## TASK TO CARRY OUT
Render the following material again verbatim, leaving nothing out.

* * * *

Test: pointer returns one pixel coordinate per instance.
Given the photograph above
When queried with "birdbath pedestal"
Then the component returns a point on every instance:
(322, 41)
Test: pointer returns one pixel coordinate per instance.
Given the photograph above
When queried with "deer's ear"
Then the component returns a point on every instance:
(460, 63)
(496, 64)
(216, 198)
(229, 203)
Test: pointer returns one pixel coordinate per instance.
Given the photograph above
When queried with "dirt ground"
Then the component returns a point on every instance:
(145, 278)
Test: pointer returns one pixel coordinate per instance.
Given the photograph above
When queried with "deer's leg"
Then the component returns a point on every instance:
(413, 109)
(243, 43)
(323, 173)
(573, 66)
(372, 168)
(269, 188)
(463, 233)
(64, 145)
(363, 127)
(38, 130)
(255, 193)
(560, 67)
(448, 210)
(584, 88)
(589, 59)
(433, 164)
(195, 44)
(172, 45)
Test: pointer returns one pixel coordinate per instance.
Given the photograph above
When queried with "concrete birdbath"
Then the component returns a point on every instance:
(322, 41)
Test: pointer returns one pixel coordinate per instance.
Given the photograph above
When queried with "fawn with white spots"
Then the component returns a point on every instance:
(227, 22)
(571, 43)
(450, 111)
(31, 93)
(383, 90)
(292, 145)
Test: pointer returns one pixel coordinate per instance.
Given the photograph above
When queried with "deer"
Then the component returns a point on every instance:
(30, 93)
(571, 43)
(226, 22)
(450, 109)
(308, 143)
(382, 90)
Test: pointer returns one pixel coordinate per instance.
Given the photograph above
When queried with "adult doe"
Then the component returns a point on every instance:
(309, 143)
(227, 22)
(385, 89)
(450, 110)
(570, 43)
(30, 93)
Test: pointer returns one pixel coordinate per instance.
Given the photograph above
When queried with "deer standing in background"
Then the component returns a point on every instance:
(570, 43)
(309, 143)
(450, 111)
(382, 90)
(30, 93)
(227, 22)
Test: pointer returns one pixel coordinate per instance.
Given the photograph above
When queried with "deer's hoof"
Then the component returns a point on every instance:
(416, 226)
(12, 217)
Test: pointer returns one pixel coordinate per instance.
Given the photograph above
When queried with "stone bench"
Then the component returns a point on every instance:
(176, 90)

* * * *

## IN RESPONSE
Test: pointer returns one pixel coordinate per instance.
Given the photograph above
When queried with "birdbath pedestal"
Then the component returns a point on every instance:
(322, 41)
Test: pointer returns one pixel coordinate per instance.
Given the photograph above
When queried with "deer's ear"
Then the component returns a point on every instance:
(460, 63)
(496, 64)
(216, 198)
(229, 203)
Test: pointer returns one pixel coordinate per instance.
Given the photograph above
When queried with "dirt ground"
Then the component returns a point on every instance:
(145, 278)
Test: pointer returns one pixel coordinate per instance.
Given the photograph above
When queried with "deer's leg"
Then the component returns a point on every instance:
(413, 109)
(243, 43)
(323, 173)
(573, 66)
(372, 168)
(269, 188)
(463, 233)
(64, 145)
(363, 127)
(38, 130)
(255, 193)
(560, 67)
(448, 210)
(584, 88)
(589, 59)
(433, 164)
(195, 44)
(172, 45)
Test: pointer returns one pixel coordinate per instance.
Given the photograph above
When queried with "concrete birdbath"
Then the component returns a point on every instance:
(322, 41)
Test: pointer returns one pixel coordinate per instance.
Given the photograph above
When queried with "fawn with white spots"
Then the component returns a point on every instance:
(227, 22)
(571, 43)
(450, 111)
(31, 93)
(383, 90)
(292, 145)
Test: pointer returns one pixel coordinate per instance.
Given the photograph above
When queried with "deer"
Then the component returns a point on every instance:
(30, 93)
(571, 43)
(226, 22)
(450, 109)
(308, 143)
(382, 90)
Test: pointer returns one pixel coordinate per instance.
Given the photograph above
When queried with "adult doe"
Then the component returns a point on every instance:
(309, 143)
(227, 22)
(385, 89)
(450, 110)
(570, 43)
(30, 93)
Test: pointer returns one pixel coordinate per instance.
Given the photograph above
When queried with "deer standing in background"
Then the component returns a point on every instance:
(570, 43)
(309, 143)
(450, 111)
(382, 90)
(30, 93)
(227, 22)
Test: pointer returns one pixel coordinate per instance.
Given the photograph above
When queried with "deer's hoof"
Then the component returns a point on every instance:
(416, 226)
(12, 217)
Test: pointer returns one pixel coordinate per instance.
Given the photograph above
When queried with "stone bench"
Then the component returns a point on every instance:
(176, 90)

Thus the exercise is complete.